**Texte à étudier:**
******************************
Un tableau "ni noir, ni rose": ces 5 signes qui montrent que l'économie française résiste malgré tout

Des finances publiques à la dérive, des plans sociaux et fermetures d'usines qui augmentent, un climat politique et géopolitique incertain qui incite les investisseurs à la prudence... Pas de doute, c'est une fin d'année maussade qui s'annonce pour l'économie française.
L'Insee l'a confirmé récemment en prédisant une activité tricolore tournant au ralenti au 4e trimestre, avec une croissance nulle. Mais malgré le pessimisme ambiant, le gouverneur de la Banque de France, François Villeroy de Galhau, appelle à ne pas céder au catastrophisme.
"L'économie française confirme, mois après mois, une certaine résistance, une certaine résilience", a-t-il affirmé sur France Inter mi-novembre.
Car sans ignorer les indicateurs les plus inquiétants, certains signaux viennent nuancer le constat d'une économie en panne sèche. Le tableau est certes loin d'être idyllique, mais il n'est pas aussi sombre que certains le pensent, comme le résume François Villeroy de Galhau: "L'économie française n'est ni noire -comme tout le monde a tendance à le dire aujourd'hui- ni rose". Du moins, pour le moment.
• La France échappe à la récession
Commençons par dire que la croissance nulle attendue au 4e trimestre doit être relativisée puisqu'elle illustre surtout le contrecoup de "l'effet JO" qui avait boosté le PIB entre juillet et septembre (+0,4%). Au final sur l'année 2024, l'activité progresserait de 0,8 à 1,1%, selon les différentes projections, comme en 2023 (+0,9%). C'est certes peu, mais largement suffisant pour que la France échappe à la récession.
Cette croissance "molle" à laquelle la France a été abonnée entre 2012 et 2017 est finalement "peu ou prou alignée avec celles des autres pays du cœur de l'Europe", observe Christopher Dembik, économiste et conseiller en stratégie d'investissement chez Pictet Asset Management. L'Hexagone fait même mieux que l'Allemagne qui, en route pour une deuxième année consécutive en récession, pourrait presque envier la "performance" tricolore.
Si la France ne s'en sort pas si mal, c'est notamment parce que son économie dépend davantage de son marché intérieur et est donc moins exposée aux turbulences de l'économie mondiale. "Le poids de son industrie (dans le PIB) est aussi moins fort" que dans d'autres pays à l'heure où "l'industrie européenne subit de plein fouet une crise de compétitivité", souligne Eric Dor, directeur des études économiques à l'IESEG School of Management. Dans le contexte actuel, "ces facteurs qui sont plutôt des facteurs de faiblesse en temps normal deviennent des facteurs de résistance", ajoute l'économiste.
******************************
**Consigne:** Réécrivez le passage de l'article sur l'économie française qui commence par « Car sans ignorer » et se termine par « à la récession. », en remplaçant « croissance nulle » par « stagnation ».

**Données fournies:**
******************************
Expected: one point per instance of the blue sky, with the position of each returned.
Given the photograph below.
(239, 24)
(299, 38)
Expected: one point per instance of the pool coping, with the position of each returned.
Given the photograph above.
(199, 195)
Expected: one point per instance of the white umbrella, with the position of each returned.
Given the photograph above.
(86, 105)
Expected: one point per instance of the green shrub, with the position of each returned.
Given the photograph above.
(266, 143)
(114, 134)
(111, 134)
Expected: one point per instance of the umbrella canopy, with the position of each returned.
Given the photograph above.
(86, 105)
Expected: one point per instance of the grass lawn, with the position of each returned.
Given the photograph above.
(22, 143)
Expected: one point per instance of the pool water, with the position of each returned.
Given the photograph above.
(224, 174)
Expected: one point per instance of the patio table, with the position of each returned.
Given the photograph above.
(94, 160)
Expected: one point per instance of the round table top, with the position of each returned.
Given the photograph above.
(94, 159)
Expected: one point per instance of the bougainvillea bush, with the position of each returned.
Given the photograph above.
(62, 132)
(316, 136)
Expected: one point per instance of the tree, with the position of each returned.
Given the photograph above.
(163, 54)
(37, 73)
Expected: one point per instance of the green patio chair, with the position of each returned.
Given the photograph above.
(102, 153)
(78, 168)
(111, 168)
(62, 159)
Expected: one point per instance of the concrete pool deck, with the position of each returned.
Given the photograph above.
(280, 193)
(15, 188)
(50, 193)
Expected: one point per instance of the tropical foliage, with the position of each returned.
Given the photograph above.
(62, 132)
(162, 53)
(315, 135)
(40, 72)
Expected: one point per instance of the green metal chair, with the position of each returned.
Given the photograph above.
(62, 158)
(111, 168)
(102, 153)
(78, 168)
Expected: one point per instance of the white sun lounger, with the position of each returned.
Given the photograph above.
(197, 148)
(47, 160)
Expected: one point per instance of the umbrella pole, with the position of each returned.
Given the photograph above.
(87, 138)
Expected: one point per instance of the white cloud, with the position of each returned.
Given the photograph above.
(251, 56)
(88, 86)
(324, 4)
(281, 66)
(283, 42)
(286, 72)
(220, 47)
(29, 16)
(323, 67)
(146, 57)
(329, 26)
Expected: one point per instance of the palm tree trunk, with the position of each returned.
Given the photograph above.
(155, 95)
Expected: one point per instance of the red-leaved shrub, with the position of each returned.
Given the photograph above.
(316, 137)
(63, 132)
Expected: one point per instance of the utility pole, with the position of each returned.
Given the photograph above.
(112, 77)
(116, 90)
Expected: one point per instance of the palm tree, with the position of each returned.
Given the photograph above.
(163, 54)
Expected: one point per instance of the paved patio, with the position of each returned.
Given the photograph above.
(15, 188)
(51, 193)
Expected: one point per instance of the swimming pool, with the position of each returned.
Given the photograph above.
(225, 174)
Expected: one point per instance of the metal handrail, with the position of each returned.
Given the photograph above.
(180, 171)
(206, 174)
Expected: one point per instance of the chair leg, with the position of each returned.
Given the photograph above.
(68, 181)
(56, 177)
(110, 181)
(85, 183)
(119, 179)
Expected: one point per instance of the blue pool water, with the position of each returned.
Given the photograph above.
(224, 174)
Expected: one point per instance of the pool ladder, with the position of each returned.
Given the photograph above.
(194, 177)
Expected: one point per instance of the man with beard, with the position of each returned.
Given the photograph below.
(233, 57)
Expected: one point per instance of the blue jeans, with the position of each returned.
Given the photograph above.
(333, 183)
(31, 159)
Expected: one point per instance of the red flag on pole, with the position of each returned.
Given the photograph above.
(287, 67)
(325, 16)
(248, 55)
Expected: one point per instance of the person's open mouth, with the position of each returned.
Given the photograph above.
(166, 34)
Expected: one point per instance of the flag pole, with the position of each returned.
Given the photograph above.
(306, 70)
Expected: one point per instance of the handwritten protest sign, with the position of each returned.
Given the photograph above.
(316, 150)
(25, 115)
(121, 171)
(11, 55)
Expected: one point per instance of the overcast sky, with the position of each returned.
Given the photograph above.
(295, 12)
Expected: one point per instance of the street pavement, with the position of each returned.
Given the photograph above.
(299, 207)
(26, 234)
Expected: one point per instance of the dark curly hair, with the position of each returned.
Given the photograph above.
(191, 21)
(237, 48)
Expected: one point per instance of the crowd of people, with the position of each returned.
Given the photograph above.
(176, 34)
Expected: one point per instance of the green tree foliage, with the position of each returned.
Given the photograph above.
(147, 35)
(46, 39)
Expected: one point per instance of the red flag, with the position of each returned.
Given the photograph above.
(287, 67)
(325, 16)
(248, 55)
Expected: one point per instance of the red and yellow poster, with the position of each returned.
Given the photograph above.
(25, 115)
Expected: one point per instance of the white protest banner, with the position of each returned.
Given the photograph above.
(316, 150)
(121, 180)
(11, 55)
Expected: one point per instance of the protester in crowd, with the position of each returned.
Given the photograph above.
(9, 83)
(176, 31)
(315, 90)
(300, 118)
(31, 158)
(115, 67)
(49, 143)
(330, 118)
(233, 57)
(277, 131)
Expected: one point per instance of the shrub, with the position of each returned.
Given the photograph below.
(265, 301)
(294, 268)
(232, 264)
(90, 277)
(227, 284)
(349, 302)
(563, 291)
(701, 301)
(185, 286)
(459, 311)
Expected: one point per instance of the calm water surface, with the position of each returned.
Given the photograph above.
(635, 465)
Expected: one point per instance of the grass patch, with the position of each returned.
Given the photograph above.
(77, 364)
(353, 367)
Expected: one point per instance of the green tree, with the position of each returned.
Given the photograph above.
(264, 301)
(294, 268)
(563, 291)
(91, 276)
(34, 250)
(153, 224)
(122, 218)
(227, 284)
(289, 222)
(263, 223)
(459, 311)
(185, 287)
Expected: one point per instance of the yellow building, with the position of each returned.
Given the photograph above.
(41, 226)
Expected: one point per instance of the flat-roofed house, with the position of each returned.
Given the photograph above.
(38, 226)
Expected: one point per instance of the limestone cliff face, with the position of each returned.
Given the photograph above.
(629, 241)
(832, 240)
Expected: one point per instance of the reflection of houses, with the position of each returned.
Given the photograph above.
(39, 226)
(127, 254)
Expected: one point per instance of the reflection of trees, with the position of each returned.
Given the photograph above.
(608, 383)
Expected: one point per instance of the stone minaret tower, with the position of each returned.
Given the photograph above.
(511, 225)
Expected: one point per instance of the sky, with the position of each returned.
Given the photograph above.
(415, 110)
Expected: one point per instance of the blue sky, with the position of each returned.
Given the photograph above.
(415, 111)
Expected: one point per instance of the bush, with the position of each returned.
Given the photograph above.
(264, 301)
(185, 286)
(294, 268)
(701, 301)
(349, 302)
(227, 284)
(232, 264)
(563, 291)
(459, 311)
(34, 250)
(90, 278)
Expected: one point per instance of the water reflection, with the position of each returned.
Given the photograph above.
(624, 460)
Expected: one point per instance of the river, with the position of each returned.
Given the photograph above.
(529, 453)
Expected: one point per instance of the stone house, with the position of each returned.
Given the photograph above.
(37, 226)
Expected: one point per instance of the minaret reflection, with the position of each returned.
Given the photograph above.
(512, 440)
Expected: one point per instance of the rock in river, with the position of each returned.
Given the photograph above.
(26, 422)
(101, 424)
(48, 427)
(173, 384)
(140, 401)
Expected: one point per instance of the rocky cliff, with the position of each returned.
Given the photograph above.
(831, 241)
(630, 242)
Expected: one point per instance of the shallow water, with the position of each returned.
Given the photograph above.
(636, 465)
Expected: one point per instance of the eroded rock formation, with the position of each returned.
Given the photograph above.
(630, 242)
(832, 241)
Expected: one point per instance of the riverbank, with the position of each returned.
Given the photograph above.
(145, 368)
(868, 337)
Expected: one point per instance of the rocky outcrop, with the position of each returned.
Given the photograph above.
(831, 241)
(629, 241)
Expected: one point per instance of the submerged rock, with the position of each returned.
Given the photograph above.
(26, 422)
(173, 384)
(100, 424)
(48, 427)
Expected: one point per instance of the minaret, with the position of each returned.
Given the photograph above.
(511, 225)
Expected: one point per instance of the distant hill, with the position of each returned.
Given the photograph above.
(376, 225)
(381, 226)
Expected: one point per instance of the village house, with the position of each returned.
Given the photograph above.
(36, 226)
******************************
**Corrigé:**
Car sans ignorer les indicateurs les plus inquiétants, certains signaux viennent nuancer le constat d'une économie en panne sèche. Le tableau est certes loin d'être idyllique, mais il n'est pas aussi sombre que certains le pensent, comme le résume François Villeroy de Galhau: "L'économie française n'est ni noire -comme tout le monde a tendance à le dire aujourd'hui- ni rose". Du moins, pour le moment.
• La France échappe à la récession
Commençons par dire que la stagnation attendue au 4e trimestre doit être relativisée puisqu'elle illustre surtout le contrecoup de "l'effet JO" qui avait boosté le PIB entre juillet et septembre (+0,4%). Au final sur l'année 2024, l'activité progresserait de 0,8 à 1,1%, selon les différentes projections, comme en 2023 (+0,9%). C'est certes peu, mais largement suffisant pour que la France échappe à la récession.